Print Edition - 2017-04-04 | MONEY
Textile Company places rare bet on Turkey’s Kurdish southeast
-, DIYARBAKIR (TURKEY)
Apr 4, 2017-
In Turkey’s mainly Kurdish southeast, deeply scarred by conflict between state forces and militants, a textile firm that supplies companies across Europe plans three new factories - a rare bet the government can deliver on a vow to regenerate the region.
The government announced a $2.8 billion investment scheme for the area in September, hoping to win over the population with the prospect of economic revival before a referendum later this month on expanding President Tayyip Erdogan’s powers.
The Iskur group, a supplier to fashion brands including Zara, Adidas and Nike, sees its $100 million investment as showing the way for other companies from western Turkey to take advantage of government incentives and lower wages in the east.
Undaunted by the militant Kurdistan Workers Party’s (PKK) decades-old insurgency, it has been operating a $30 million cotton thread plant outside the region’s biggest city Diyarbakir since 2014 but few others have followed its lead.
“We have opened a door in Diyarbakir, creating an example for other investors in the west,” plant manager Ekrem Kul told Reuters as workers tended to rows of machines spinning thread. Iskur halted expansion plans in 2015 with the outbreak of some of the worst fighting since the PKK took up arms in 1984, but Kul said it revived them after the government initiative. It aims to employ more than 2,000 people in the new Diyarbakir plants, up from just 330 now.
|---|
WHAT YOU NEED TO DO:
A. From the news story on the textile firm in Diyarbakir, extract everything from "The government announced" down to "Tayyip Erdogan’s powers.".
B. Continue the news story about the textile company's investment in Turkey's Kurdish southeast from the point where it stops.
The lines of stored data play no part in any of this.

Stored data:
|---|
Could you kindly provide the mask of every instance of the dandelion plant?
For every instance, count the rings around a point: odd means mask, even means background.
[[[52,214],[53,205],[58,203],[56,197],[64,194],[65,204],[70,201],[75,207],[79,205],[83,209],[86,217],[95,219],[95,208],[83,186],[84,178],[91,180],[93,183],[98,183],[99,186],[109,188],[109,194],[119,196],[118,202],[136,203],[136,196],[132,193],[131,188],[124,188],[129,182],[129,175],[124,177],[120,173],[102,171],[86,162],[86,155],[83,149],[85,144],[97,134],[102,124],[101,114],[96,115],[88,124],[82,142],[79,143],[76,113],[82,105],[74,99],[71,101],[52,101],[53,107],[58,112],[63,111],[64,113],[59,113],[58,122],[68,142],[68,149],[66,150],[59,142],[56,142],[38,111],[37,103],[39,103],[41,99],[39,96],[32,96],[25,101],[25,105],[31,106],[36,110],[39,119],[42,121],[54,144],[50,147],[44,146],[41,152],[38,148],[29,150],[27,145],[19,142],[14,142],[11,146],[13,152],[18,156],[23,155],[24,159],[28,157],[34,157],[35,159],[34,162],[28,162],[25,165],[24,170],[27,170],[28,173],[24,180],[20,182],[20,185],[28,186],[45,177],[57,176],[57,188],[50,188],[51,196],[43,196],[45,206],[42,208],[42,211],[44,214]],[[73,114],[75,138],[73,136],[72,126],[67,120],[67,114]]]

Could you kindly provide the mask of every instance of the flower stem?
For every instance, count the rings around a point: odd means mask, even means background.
|---|
ANSWERS PROVIDED:
A.
The government announced a $2.8 billion investment scheme for the area in September, hoping to win over the population with the prospect of economic revival before a referendum later this month on expanding President Tayyip Erdogan’s powers.

B.
Its optimism is rare in a region where, according to the United Nations, the upsurge in violence between July 2015 and December 2016 killed around 2,000 people, devastated whole neighbourhoods and drove half a million people from their homes. The ruling AK Party, founded by Erdogan, owed much of its early success to its stewardship of the economy after coming to power in 2002, improving roads, building bridges and hospitals.
The pro-Kurdish HDP says the government has, however, failed to solve the problems of the southeast, where more than 40,000 people have been killed in three decades of conflict.
The government counters it has boosted per capita income in the area to $5,000 from $800 with extensive state investment.